§ Task to complete
Rename "pixel coordinates" to "pixel positions" in the records below, from the line holding "of the palm" through the end of the records, inclusive. Write out only those lines, with everything else left as it is.
··· Dataset records ···
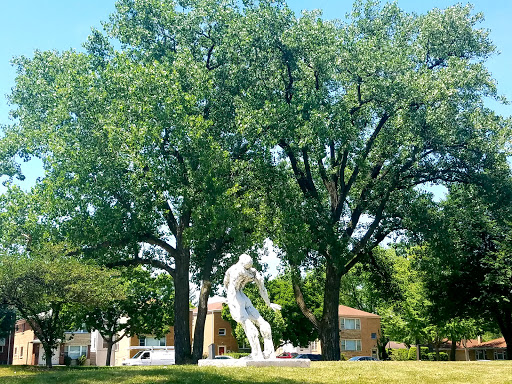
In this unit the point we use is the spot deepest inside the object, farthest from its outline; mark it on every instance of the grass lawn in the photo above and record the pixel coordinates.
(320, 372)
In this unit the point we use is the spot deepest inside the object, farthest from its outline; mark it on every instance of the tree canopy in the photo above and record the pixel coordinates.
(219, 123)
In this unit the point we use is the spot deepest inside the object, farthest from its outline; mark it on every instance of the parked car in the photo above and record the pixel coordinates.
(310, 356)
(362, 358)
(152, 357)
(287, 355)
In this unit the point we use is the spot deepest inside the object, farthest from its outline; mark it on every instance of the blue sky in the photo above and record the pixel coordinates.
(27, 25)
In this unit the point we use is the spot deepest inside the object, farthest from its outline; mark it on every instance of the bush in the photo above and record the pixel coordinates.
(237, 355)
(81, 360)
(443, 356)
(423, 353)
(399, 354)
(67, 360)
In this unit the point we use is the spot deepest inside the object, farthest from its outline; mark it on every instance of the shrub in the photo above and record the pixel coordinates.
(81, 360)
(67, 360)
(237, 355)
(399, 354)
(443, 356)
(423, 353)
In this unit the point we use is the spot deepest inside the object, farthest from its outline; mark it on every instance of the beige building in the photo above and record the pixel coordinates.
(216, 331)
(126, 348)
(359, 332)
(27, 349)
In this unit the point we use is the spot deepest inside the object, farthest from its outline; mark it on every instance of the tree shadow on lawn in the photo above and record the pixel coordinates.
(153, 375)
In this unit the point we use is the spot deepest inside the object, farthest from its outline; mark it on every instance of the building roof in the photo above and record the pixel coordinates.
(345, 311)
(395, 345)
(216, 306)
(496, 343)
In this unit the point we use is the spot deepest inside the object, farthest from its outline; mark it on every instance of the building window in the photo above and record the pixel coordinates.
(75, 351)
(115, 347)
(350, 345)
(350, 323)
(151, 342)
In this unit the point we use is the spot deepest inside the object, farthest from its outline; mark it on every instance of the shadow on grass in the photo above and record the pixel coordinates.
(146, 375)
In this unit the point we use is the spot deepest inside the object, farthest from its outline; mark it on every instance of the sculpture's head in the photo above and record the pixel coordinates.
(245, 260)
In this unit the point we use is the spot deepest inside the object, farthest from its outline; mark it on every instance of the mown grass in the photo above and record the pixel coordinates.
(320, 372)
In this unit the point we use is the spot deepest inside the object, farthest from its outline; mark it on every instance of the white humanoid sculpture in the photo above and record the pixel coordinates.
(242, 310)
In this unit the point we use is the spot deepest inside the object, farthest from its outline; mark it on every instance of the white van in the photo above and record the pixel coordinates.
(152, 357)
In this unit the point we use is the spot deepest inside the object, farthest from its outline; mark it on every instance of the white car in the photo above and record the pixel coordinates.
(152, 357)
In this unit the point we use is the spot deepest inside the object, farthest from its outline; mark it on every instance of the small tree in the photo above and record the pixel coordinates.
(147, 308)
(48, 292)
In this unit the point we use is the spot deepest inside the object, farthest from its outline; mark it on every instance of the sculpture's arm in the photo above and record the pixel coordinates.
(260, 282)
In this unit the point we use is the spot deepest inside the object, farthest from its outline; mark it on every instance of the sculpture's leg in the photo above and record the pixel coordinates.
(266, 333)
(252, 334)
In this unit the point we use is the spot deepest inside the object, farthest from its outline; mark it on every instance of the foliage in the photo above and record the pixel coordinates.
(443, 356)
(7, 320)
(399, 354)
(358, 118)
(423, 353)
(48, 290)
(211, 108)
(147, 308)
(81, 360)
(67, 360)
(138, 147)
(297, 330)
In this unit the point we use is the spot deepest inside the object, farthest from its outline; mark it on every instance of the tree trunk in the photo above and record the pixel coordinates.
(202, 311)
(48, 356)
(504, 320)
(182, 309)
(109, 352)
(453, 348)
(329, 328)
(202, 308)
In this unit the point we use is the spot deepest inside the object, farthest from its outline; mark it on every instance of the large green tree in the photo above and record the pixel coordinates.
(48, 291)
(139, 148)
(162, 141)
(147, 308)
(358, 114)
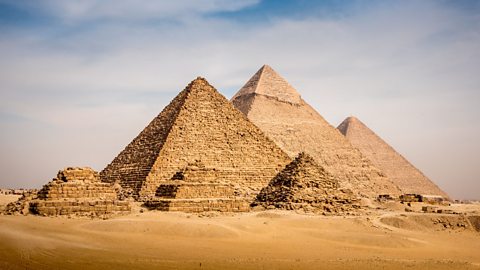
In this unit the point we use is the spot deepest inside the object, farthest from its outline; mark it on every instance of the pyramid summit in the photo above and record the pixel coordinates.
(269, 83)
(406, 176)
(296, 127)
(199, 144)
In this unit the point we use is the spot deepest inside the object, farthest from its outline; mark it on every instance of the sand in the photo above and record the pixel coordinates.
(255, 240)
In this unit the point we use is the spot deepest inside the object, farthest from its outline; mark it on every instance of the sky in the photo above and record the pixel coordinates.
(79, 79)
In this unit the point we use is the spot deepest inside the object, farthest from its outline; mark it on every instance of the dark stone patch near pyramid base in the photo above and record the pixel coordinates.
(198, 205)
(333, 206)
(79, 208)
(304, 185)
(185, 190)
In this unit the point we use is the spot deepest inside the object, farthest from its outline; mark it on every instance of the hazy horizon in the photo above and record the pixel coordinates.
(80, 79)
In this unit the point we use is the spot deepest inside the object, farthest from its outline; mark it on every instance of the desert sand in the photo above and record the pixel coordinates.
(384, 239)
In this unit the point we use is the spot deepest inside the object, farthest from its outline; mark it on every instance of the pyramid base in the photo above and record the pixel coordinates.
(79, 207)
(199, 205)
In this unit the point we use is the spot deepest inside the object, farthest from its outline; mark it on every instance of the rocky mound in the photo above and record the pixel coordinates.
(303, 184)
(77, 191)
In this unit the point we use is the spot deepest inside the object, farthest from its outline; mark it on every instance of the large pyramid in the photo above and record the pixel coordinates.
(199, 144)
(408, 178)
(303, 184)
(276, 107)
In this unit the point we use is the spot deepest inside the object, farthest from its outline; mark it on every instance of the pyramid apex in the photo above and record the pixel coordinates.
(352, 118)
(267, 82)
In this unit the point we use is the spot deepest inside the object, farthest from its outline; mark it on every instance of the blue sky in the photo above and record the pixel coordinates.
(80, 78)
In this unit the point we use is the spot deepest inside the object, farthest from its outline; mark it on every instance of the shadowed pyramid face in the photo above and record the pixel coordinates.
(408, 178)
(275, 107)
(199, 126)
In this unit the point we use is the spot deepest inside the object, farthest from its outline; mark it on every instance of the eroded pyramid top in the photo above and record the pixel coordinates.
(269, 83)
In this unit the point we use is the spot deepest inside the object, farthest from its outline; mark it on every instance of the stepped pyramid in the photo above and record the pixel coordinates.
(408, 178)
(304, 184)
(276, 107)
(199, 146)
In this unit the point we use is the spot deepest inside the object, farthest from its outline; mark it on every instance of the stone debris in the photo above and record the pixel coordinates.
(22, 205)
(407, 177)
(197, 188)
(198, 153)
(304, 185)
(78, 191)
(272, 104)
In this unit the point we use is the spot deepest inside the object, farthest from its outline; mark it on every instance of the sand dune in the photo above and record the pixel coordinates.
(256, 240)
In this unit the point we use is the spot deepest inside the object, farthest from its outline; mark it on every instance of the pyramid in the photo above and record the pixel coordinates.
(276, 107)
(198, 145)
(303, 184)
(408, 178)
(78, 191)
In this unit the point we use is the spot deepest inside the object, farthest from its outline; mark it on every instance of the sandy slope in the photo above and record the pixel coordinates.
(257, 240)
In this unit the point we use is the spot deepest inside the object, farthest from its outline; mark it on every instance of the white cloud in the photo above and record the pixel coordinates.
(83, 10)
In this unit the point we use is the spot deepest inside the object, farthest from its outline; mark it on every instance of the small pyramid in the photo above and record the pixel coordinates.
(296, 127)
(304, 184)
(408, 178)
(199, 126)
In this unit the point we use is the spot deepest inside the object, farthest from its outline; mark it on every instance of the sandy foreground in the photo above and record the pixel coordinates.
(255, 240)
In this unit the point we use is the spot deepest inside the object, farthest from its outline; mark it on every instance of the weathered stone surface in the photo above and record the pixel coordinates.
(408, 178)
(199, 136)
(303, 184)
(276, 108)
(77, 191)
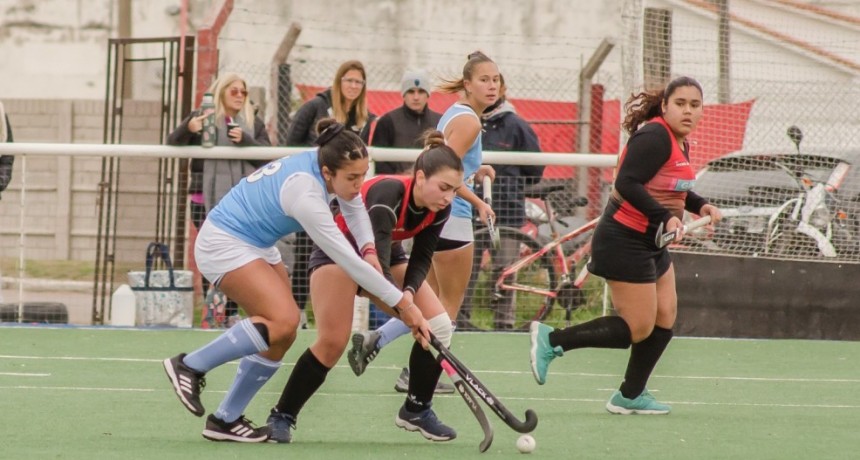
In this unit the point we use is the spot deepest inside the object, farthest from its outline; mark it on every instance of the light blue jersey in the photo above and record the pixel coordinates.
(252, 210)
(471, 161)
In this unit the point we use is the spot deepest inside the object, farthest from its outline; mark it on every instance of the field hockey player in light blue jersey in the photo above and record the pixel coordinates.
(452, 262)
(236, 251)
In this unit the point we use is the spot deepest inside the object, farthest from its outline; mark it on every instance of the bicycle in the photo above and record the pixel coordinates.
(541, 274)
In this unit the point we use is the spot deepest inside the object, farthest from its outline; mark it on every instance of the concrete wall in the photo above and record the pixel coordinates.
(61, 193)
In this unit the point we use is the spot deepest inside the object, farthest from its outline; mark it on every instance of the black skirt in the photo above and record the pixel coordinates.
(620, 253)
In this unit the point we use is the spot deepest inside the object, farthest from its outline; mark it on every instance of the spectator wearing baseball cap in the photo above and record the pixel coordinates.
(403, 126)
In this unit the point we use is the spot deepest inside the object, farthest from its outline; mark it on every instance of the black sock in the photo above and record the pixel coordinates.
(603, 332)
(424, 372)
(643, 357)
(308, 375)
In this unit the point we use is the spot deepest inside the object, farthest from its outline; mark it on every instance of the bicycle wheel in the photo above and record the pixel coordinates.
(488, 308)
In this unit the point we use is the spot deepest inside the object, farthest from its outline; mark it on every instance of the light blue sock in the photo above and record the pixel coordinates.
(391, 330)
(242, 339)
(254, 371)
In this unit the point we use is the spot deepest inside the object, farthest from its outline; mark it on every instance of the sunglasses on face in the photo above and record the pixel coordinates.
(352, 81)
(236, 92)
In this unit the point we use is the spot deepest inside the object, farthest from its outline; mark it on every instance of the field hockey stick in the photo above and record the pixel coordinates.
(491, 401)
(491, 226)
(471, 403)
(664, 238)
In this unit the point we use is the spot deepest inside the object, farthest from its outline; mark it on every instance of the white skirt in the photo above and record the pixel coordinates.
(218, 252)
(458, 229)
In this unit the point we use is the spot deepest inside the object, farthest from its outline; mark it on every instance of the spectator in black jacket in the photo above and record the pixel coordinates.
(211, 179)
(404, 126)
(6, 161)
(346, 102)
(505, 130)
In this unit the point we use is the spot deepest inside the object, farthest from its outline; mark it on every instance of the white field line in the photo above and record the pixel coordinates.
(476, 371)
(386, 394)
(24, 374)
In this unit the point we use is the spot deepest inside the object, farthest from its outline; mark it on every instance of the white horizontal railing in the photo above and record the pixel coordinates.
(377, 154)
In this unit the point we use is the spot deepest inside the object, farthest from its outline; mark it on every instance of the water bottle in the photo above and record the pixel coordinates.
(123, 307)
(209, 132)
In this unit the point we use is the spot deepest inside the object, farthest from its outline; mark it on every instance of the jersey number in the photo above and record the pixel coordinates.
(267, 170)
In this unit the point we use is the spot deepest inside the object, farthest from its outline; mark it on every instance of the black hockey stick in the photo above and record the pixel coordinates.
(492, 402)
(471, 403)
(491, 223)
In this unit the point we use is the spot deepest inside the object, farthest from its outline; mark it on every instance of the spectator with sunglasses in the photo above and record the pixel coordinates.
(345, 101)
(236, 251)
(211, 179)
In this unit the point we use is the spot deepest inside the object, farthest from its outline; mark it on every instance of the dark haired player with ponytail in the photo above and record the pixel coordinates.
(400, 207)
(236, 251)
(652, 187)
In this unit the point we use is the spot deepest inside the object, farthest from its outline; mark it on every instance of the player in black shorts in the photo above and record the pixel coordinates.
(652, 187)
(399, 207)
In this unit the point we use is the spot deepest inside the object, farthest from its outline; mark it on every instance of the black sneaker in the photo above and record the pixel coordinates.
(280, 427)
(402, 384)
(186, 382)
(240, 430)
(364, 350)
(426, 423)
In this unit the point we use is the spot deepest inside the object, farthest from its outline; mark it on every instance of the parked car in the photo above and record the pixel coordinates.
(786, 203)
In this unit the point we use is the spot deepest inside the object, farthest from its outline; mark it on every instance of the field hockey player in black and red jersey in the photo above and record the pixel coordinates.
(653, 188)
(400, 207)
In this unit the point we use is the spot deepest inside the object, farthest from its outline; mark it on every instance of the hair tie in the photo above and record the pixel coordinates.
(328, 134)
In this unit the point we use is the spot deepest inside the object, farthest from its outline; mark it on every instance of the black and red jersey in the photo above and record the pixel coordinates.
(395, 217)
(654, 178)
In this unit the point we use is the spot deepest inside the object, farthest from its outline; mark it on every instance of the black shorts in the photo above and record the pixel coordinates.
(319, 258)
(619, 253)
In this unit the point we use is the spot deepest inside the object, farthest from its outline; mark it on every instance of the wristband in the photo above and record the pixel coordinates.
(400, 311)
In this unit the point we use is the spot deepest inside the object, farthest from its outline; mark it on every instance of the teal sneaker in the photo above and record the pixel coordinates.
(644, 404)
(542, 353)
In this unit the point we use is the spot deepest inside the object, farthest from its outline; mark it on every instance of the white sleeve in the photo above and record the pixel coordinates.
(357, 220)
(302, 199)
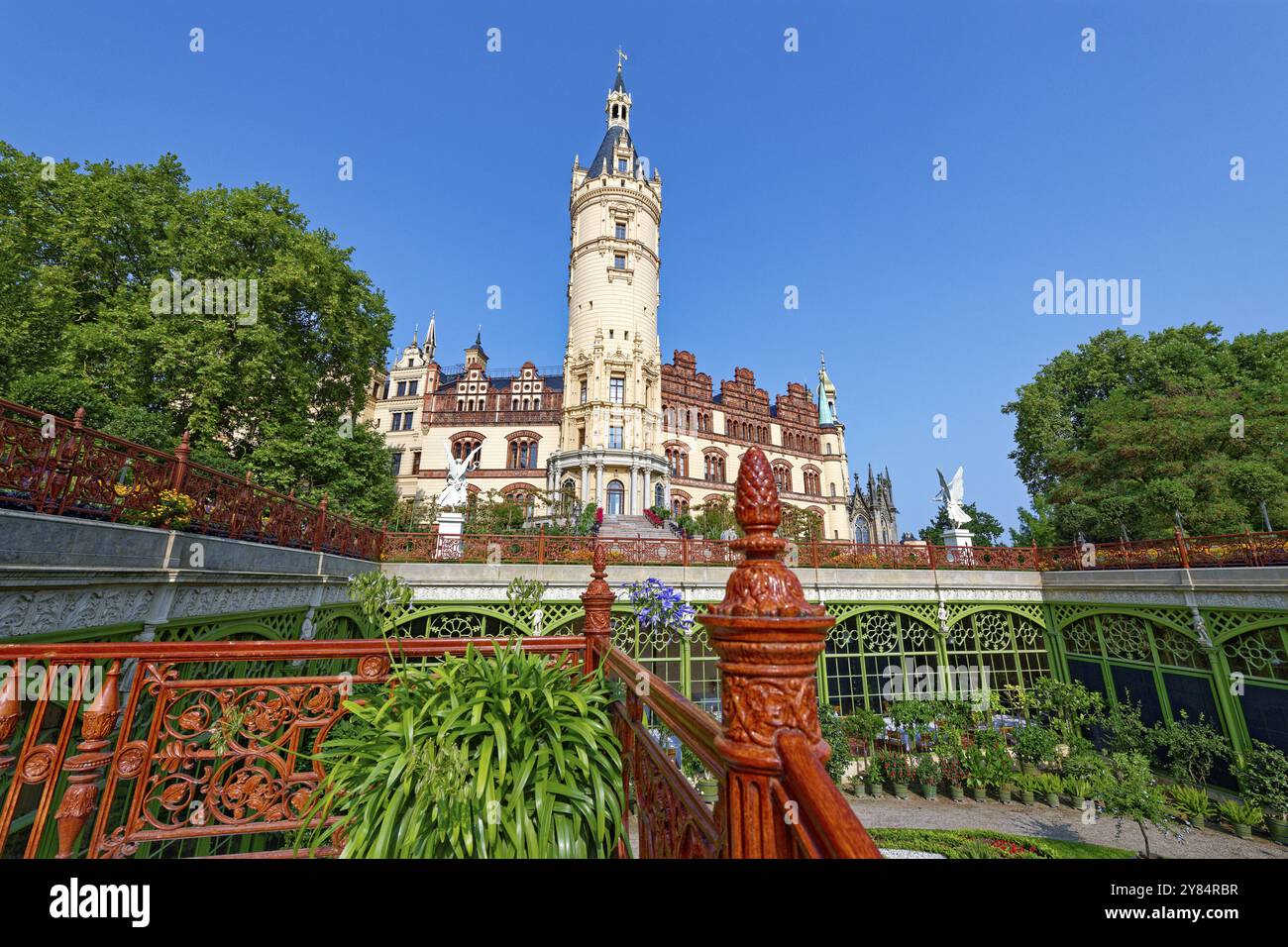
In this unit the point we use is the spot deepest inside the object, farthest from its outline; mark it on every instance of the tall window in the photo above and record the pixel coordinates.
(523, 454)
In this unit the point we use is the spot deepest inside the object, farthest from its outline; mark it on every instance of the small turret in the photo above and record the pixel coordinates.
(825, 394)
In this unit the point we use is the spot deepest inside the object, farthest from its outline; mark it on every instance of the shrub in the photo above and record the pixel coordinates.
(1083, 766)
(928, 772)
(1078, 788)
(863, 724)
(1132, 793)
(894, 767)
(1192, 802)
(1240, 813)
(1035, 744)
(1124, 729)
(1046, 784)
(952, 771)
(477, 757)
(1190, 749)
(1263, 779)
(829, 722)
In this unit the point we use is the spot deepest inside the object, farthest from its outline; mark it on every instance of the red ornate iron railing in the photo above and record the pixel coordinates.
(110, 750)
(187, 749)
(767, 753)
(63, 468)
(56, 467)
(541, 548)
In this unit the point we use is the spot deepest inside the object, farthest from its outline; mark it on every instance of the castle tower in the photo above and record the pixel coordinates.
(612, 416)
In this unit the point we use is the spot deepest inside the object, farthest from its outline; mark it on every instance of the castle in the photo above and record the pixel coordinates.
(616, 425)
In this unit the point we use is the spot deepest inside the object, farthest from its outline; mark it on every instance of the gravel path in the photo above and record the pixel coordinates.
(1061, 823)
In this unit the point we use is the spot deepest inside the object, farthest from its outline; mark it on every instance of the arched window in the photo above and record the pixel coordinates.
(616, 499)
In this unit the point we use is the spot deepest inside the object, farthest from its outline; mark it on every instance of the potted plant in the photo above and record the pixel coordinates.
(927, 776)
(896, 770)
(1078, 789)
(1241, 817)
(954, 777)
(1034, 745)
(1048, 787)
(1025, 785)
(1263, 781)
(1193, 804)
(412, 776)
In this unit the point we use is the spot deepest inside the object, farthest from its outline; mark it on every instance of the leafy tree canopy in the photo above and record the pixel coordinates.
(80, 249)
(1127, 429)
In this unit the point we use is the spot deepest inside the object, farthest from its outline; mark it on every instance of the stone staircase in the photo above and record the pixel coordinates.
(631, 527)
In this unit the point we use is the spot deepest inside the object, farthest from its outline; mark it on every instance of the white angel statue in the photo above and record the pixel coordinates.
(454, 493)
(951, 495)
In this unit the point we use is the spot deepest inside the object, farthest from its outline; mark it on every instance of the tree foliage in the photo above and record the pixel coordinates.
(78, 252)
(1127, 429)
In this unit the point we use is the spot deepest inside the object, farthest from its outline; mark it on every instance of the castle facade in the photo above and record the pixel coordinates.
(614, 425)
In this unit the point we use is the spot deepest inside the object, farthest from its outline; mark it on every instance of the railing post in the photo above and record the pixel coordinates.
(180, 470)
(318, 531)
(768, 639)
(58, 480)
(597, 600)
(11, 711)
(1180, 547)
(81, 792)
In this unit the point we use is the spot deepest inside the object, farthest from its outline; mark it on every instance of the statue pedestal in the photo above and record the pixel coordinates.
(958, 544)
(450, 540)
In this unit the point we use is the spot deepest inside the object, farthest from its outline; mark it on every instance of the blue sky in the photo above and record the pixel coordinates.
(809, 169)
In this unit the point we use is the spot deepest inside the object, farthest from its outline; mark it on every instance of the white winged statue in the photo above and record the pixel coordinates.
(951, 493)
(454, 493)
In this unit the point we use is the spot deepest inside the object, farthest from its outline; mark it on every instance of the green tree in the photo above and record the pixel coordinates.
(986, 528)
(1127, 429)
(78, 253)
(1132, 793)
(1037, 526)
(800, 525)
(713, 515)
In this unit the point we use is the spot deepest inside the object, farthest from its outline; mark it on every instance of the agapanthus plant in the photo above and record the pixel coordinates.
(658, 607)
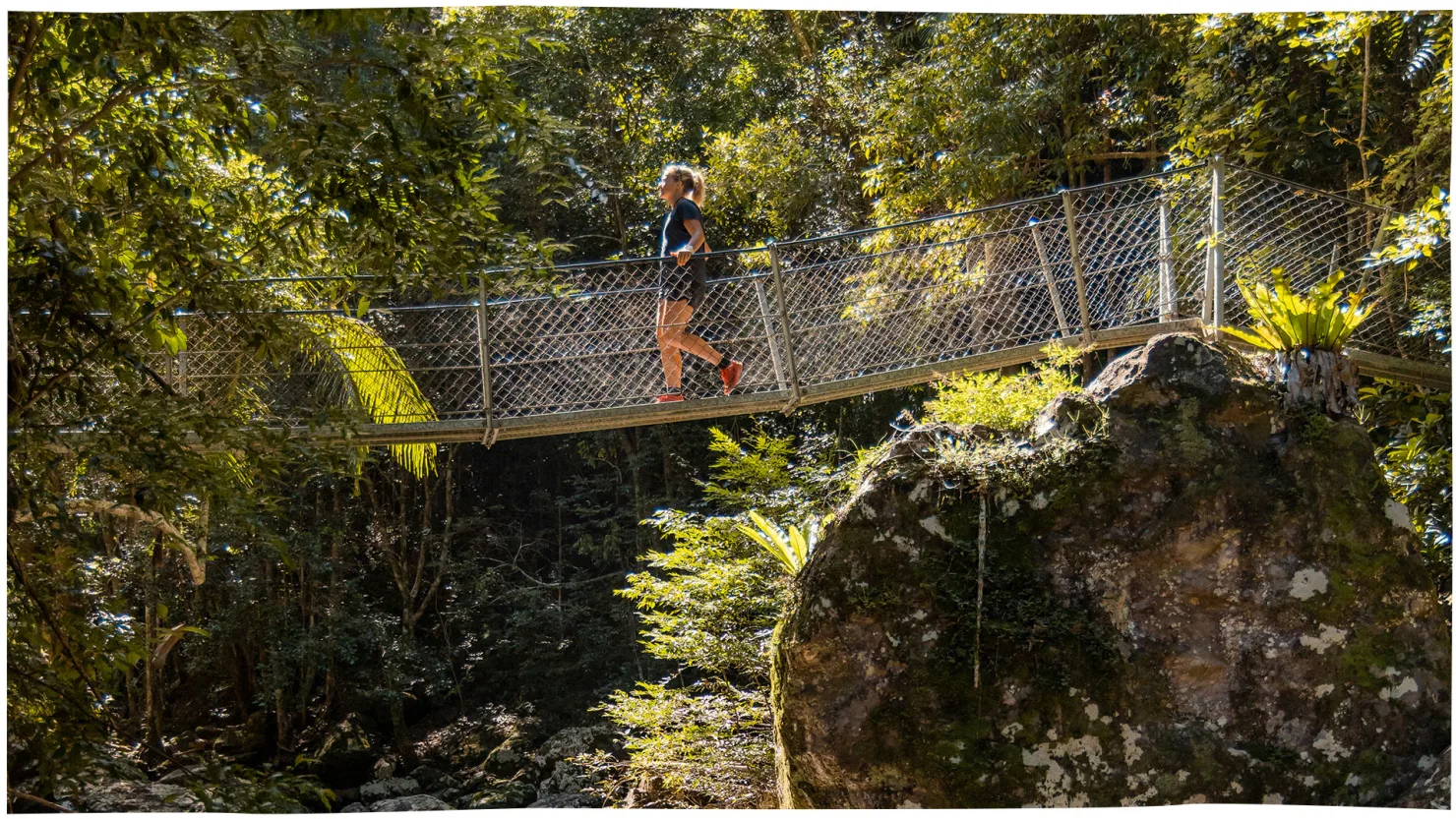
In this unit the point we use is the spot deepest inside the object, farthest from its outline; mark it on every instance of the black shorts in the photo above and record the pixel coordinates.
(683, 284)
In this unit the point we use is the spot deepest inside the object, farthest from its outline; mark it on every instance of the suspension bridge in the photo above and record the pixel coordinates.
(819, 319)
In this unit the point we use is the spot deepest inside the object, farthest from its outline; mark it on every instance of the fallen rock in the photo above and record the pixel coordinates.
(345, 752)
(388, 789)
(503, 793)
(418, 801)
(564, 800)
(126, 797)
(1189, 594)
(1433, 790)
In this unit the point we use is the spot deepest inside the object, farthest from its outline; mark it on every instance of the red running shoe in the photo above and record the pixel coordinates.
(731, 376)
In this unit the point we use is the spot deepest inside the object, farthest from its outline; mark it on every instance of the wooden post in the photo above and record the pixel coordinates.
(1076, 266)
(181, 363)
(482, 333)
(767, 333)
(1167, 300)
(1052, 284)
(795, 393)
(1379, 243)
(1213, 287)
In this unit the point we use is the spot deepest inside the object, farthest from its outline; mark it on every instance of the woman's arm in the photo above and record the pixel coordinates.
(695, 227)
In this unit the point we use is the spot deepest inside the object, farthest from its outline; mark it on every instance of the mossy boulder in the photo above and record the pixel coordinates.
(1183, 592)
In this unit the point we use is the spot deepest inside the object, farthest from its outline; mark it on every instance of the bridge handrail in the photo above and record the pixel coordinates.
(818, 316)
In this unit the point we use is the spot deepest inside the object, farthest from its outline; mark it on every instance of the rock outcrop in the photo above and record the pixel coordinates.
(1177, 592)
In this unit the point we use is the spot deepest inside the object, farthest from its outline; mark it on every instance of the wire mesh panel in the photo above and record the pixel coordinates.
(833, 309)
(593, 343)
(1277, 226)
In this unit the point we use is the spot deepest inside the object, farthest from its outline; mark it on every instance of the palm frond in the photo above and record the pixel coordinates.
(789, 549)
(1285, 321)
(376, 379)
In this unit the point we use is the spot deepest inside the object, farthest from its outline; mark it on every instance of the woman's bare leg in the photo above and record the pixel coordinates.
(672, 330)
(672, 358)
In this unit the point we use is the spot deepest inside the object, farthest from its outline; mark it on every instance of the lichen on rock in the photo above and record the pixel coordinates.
···
§ Response to this exercise
In this unit the point we use is the spot deepest inside the object, farthest from its outline; mark it on every instance of the palm frond in the photo above and record the pixel positions.
(789, 549)
(1285, 321)
(376, 379)
In this unit the point we use is the spot deepest inside the object, farthest from its outline; mark it on every instance of the woman's bare leg in the photo above and record the pixel positions.
(672, 330)
(672, 358)
In this unit the point we use is the spot deepest inside the object, farthest from its outline; mark it on every instance of the lichen on rock in the photo above and record the pixel positions.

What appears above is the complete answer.